> [THE INPUT]:
++++++++++++++++++++
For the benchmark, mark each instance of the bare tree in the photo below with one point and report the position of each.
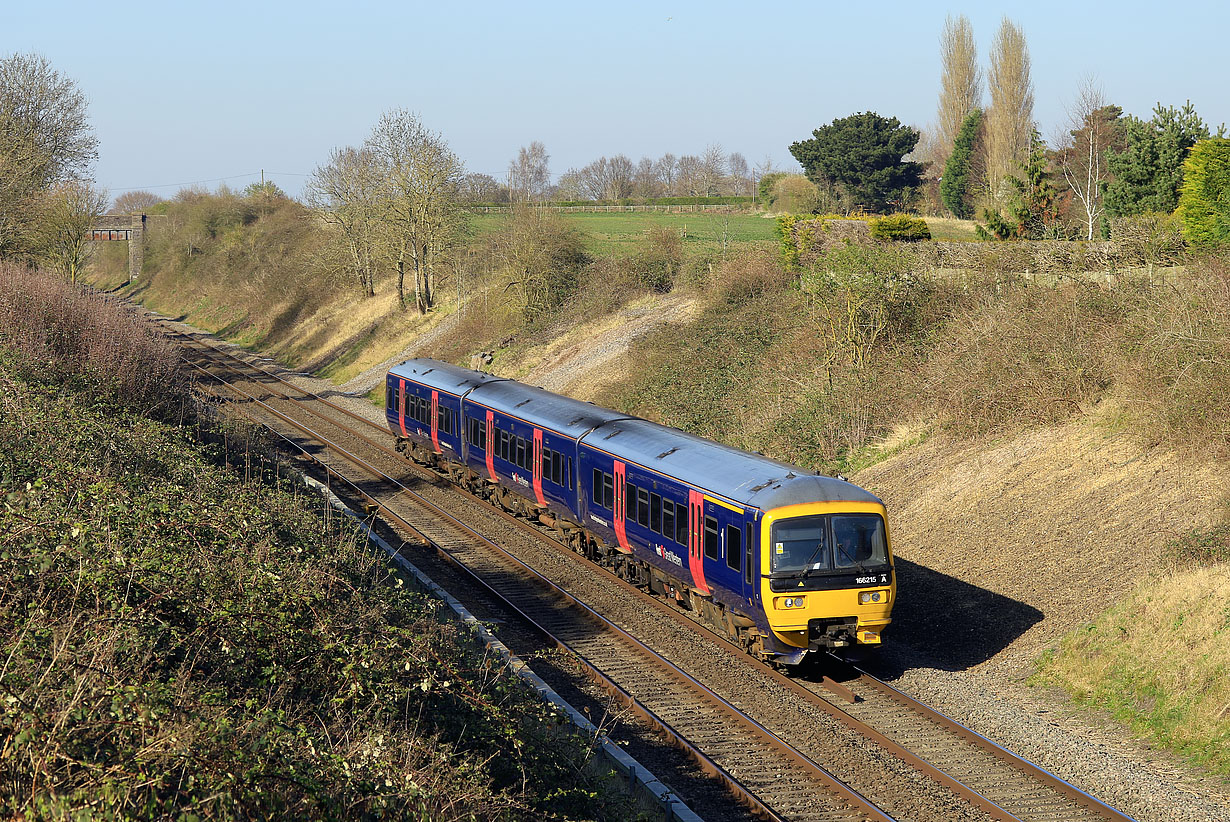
(482, 188)
(605, 179)
(65, 217)
(134, 202)
(667, 171)
(711, 170)
(571, 185)
(741, 175)
(44, 139)
(420, 187)
(1081, 155)
(961, 85)
(688, 176)
(345, 193)
(645, 181)
(1010, 118)
(529, 177)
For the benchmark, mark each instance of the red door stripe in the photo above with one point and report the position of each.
(538, 466)
(620, 507)
(401, 407)
(696, 535)
(491, 446)
(436, 421)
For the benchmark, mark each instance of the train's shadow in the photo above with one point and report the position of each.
(941, 622)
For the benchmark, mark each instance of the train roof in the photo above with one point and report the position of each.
(442, 375)
(544, 409)
(749, 479)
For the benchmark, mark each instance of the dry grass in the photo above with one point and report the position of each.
(1159, 661)
(944, 228)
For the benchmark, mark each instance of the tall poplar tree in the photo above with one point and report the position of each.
(961, 83)
(1010, 118)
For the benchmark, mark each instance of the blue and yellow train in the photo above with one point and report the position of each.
(781, 561)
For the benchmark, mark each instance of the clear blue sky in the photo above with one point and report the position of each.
(183, 92)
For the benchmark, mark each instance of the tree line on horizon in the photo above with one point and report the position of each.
(400, 197)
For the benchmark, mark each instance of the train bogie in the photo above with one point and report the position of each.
(782, 561)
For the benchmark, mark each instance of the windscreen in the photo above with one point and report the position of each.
(824, 543)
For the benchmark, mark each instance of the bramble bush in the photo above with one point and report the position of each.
(181, 642)
(899, 228)
(67, 334)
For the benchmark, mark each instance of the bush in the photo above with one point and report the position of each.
(1150, 238)
(796, 195)
(68, 335)
(1204, 201)
(900, 228)
(183, 645)
(659, 262)
(747, 276)
(1174, 358)
(544, 255)
(1020, 356)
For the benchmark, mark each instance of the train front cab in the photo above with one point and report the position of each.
(827, 575)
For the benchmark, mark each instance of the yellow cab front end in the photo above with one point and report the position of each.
(827, 574)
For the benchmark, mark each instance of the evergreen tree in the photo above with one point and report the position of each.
(1204, 202)
(1149, 170)
(860, 156)
(1033, 209)
(955, 187)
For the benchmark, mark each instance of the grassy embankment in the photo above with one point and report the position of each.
(181, 641)
(868, 350)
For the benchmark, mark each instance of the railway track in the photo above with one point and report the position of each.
(875, 738)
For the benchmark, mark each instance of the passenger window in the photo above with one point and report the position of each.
(733, 546)
(711, 548)
(750, 561)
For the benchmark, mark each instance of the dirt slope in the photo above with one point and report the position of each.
(591, 356)
(1006, 544)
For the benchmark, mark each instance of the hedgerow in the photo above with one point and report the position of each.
(183, 644)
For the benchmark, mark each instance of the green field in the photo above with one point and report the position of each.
(620, 234)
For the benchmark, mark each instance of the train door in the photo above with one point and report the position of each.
(436, 421)
(620, 511)
(491, 446)
(752, 561)
(401, 406)
(696, 539)
(538, 466)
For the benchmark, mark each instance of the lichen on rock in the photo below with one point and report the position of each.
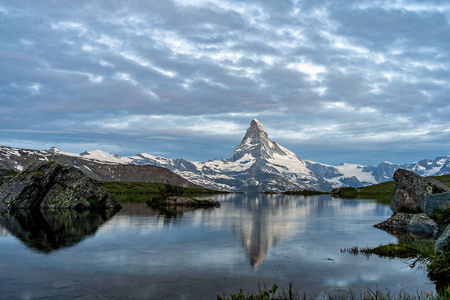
(48, 185)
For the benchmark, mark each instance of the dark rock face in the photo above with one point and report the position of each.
(435, 202)
(443, 241)
(411, 190)
(414, 223)
(46, 231)
(48, 185)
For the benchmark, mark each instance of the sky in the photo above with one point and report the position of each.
(333, 81)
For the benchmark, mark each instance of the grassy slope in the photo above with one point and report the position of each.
(146, 188)
(382, 191)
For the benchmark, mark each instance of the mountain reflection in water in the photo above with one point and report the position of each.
(194, 254)
(46, 231)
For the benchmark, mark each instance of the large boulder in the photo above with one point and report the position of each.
(434, 203)
(415, 223)
(443, 241)
(412, 189)
(48, 185)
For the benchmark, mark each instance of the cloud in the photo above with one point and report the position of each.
(359, 73)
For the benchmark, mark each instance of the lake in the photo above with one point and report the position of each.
(143, 254)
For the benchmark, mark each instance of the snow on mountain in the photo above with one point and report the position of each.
(258, 164)
(99, 155)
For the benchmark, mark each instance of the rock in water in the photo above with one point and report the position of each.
(48, 185)
(411, 190)
(443, 241)
(435, 203)
(415, 223)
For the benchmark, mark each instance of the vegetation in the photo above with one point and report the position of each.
(159, 199)
(442, 216)
(147, 188)
(304, 193)
(389, 250)
(292, 294)
(381, 191)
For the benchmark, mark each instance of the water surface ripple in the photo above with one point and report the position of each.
(251, 239)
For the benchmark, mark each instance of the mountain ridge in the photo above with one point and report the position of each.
(258, 164)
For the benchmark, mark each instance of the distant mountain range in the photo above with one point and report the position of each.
(258, 164)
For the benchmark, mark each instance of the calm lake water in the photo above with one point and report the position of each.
(140, 254)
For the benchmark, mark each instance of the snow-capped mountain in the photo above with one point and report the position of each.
(258, 164)
(359, 175)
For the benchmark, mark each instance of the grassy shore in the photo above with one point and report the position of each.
(290, 293)
(143, 191)
(382, 191)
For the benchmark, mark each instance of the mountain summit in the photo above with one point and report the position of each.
(257, 144)
(258, 164)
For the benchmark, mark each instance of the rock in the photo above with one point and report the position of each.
(415, 223)
(443, 241)
(180, 201)
(48, 185)
(434, 203)
(421, 223)
(411, 190)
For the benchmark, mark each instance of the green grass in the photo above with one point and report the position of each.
(304, 193)
(381, 191)
(290, 293)
(147, 188)
(389, 250)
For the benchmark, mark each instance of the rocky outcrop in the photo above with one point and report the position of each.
(434, 203)
(443, 241)
(415, 223)
(48, 185)
(412, 189)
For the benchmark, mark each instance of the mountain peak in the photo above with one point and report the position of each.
(256, 142)
(53, 150)
(256, 124)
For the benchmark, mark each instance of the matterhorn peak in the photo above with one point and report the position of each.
(53, 150)
(257, 124)
(256, 143)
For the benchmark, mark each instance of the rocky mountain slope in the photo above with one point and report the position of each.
(19, 159)
(258, 164)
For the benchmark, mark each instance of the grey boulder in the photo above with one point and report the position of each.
(48, 185)
(412, 189)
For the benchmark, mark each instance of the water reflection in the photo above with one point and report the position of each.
(250, 239)
(46, 231)
(260, 224)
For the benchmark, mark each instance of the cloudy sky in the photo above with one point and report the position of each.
(333, 81)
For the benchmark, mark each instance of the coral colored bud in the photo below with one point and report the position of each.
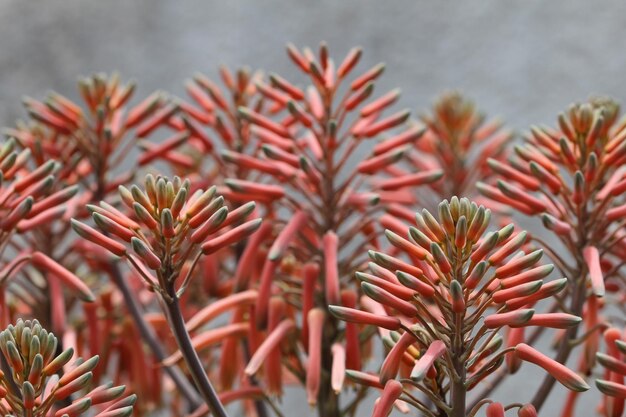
(495, 410)
(612, 389)
(391, 364)
(220, 306)
(529, 275)
(516, 193)
(546, 290)
(579, 188)
(424, 288)
(394, 264)
(249, 187)
(404, 138)
(269, 344)
(554, 320)
(288, 233)
(460, 234)
(211, 225)
(380, 103)
(17, 214)
(386, 298)
(338, 370)
(513, 318)
(208, 338)
(234, 235)
(58, 362)
(379, 162)
(411, 180)
(405, 245)
(440, 258)
(315, 320)
(392, 391)
(509, 248)
(456, 294)
(363, 378)
(610, 363)
(261, 120)
(331, 272)
(486, 245)
(592, 259)
(476, 275)
(145, 217)
(287, 87)
(528, 410)
(143, 250)
(517, 265)
(349, 62)
(521, 290)
(362, 317)
(556, 225)
(46, 263)
(395, 289)
(434, 352)
(561, 373)
(359, 97)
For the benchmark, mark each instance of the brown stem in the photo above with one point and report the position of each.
(148, 335)
(177, 324)
(327, 400)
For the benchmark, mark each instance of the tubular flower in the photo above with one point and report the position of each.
(32, 388)
(450, 334)
(306, 168)
(86, 138)
(460, 137)
(30, 201)
(572, 178)
(611, 385)
(169, 228)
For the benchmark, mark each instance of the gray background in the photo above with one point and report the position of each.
(523, 61)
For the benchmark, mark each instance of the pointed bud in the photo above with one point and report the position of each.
(434, 352)
(362, 317)
(392, 391)
(561, 373)
(143, 250)
(515, 318)
(456, 295)
(592, 259)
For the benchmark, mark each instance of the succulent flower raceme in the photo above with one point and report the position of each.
(168, 229)
(310, 169)
(460, 138)
(442, 302)
(28, 201)
(168, 234)
(573, 178)
(32, 387)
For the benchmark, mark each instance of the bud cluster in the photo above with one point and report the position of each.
(33, 387)
(168, 228)
(441, 298)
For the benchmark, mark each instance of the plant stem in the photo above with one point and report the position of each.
(177, 324)
(148, 335)
(458, 392)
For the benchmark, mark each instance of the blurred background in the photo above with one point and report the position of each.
(522, 61)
++++++++++++++++++++
Copy out word for word the stretch from the line containing "For the benchmark, mark each instance of the pointed" through the last of the rows above.

> [OUTPUT FOR THIS TASK]:
For the benchmark, mark each instance of the pointed bud in the photo above with one point and report the position of each.
(434, 352)
(362, 317)
(392, 391)
(561, 373)
(143, 250)
(515, 318)
(456, 295)
(592, 259)
For the benchmark, mark each instance of the succulent flower raceme in the photo above with one point and report the position of each.
(168, 229)
(310, 169)
(460, 138)
(442, 302)
(28, 201)
(168, 234)
(573, 178)
(32, 387)
For the benchmark, mark each instance of the bud cluster in the photo above with one point and report the position of each.
(33, 387)
(168, 228)
(441, 298)
For the benchmark, mark each instance of the plant stem in the photo above with one point and report the position of each.
(177, 324)
(148, 335)
(458, 392)
For the benchmark, mark each instance of the blurred background in the photo above with one point and report the position of each.
(522, 61)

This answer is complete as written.